Monday, December 15, 2014

The Best Taquito Recipe by JB



Mexican, always a fav of mine!! First off the filling can be varied a hundred different was. Always best is to slow cook some seasoned pork shoulder or butt with onion, cumin, garlic, black pepper, crushed red pepper and salt. This can even be done in a crock pot and it is fantastic. Also of course you can use a pot roast and crock pot it, using all your favorite Mexican seasoning, just do everything low, slow, and at least overnight.


Fillings can also include seafood like shrimp or meaty fish like Rockfish or Red Fish. Lobster is also good and imitation sea legs are not a bad substitute for this dish. My favorite is to prepare a combination of surf and turf Taquito’s, that is sure to bring smiles from everyone.

Veggie Taquitos are also wonderful! Bean and cheese is great as well as seasoned jalapeño. All good to use as filler.

Cheese? What ever you like. I like it all but have no problems with simple extra sharp cheddar. This has always been a favorite of mine as well as Monterey jack. Use what ever you like.


While the fillers can range greatly depending on what your preference is, there some basic instructions that are going to be the same regardless of the filling. Here is a quick, “Must Do” in Taquito prep.

Fresh Veggies: Fresh spring onion and romaine lettuce for plating, & cilantro.

_DATASET EXCERPTS_:
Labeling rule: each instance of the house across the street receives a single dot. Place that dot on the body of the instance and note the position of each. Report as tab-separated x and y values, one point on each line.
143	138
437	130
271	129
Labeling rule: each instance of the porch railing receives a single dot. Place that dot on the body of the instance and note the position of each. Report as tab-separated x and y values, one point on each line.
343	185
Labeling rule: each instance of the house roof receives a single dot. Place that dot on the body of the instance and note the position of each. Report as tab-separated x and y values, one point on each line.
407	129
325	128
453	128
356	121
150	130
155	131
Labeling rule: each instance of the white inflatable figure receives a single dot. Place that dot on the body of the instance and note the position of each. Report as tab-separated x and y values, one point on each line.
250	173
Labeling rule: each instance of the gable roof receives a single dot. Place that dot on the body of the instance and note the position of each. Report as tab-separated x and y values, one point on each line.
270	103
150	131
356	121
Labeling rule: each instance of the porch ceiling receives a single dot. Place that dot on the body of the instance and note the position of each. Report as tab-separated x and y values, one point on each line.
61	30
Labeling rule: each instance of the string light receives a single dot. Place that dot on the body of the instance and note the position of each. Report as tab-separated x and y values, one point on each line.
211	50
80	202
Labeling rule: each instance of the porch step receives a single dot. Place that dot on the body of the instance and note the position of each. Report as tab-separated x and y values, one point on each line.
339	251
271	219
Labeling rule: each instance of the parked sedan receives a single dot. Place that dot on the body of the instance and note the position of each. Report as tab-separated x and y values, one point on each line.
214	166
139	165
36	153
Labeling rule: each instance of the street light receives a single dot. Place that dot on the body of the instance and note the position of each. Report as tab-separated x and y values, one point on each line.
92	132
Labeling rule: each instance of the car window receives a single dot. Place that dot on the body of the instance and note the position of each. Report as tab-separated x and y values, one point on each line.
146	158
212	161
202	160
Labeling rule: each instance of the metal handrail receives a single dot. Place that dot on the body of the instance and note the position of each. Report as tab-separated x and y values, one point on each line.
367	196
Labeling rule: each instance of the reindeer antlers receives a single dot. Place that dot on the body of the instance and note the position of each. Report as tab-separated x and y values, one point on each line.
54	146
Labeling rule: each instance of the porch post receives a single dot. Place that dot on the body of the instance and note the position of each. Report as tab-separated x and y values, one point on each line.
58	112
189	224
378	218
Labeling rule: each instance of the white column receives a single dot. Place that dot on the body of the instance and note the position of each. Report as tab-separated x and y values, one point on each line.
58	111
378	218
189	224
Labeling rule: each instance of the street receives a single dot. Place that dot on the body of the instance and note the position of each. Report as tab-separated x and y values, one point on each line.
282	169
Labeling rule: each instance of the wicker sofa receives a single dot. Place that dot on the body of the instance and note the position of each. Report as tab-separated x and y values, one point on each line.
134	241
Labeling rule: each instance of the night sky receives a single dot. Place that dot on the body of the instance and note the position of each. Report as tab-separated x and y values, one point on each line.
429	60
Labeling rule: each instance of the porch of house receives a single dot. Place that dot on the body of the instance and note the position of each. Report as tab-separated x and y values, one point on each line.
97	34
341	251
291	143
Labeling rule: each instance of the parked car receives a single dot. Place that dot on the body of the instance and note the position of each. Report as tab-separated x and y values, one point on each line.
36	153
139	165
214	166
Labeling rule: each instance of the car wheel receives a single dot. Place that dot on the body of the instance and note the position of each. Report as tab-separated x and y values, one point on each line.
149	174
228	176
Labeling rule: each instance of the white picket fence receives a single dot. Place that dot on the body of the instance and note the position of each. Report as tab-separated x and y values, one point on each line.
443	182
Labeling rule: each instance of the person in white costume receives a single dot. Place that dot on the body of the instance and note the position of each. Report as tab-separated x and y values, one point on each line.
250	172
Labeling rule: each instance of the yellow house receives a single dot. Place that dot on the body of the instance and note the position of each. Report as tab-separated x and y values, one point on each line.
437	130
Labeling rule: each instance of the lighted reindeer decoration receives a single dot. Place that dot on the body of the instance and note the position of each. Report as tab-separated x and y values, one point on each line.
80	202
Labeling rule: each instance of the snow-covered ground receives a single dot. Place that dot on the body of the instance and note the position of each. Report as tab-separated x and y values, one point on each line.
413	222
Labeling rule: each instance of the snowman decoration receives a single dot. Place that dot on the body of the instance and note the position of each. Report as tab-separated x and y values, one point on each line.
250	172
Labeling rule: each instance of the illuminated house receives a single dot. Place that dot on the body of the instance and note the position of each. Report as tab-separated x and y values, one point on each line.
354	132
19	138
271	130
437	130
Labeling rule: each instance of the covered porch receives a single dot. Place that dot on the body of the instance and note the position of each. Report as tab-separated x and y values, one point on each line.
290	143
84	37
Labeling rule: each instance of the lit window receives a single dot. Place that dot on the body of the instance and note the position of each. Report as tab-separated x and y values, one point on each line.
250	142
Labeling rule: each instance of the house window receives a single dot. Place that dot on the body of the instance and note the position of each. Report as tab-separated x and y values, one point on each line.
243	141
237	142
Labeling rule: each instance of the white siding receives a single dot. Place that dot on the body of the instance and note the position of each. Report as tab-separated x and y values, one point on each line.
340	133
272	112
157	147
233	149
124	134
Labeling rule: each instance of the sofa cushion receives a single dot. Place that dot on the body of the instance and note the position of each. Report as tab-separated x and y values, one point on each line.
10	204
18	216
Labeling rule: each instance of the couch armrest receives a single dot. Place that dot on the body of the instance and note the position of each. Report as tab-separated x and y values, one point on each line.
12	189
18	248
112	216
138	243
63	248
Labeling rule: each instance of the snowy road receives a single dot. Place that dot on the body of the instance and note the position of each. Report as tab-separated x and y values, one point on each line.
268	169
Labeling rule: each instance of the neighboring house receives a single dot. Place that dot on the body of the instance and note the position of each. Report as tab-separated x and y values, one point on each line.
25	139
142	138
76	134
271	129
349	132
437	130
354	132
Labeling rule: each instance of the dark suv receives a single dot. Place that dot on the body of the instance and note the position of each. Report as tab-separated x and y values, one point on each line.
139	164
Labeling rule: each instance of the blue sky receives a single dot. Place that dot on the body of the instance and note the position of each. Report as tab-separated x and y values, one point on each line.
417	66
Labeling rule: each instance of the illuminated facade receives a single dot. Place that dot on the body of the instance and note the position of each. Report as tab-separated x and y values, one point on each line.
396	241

_PARTS OF THE EXERCISE_:
1) Answer these about the taquito recipe:
(a) Which two cheeses does the writer call favorites?
(b) What does the writer say is not a bad substitute for lobster?
(c) Which fresh vegetables are listed on the Fresh Veggies line?
2) Please extract everything in the taquito recipe from "Monday, December 15, 2014" down to "smiles from everyone.", copying it word for word.

_ANSWERS FOR THE EXERCISE_:
1)
(a) Extra sharp cheddar and Monterey jack
(b) Imitation sea legs
(c) Spring onion, romaine lettuce, and cilantro

2)
Monday, December 15, 2014

The Best Taquito Recipe by JB



Mexican, always a fav of mine!! First off the filling can be varied a hundred different was. Always best is to slow cook some seasoned pork shoulder or butt with onion, cumin, garlic, black pepper, crushed red pepper and salt. This can even be done in a crock pot and it is fantastic. Also of course you can use a pot roast and crock pot it, using all your favorite Mexican seasoning, just do everything low, slow, and at least overnight.


Fillings can also include seafood like shrimp or meaty fish like Rockfish or Red Fish. Lobster is also good and imitation sea legs are not a bad substitute for this dish. My favorite is to prepare a combination of surf and turf Taquito’s, that is sure to bring smiles from everyone.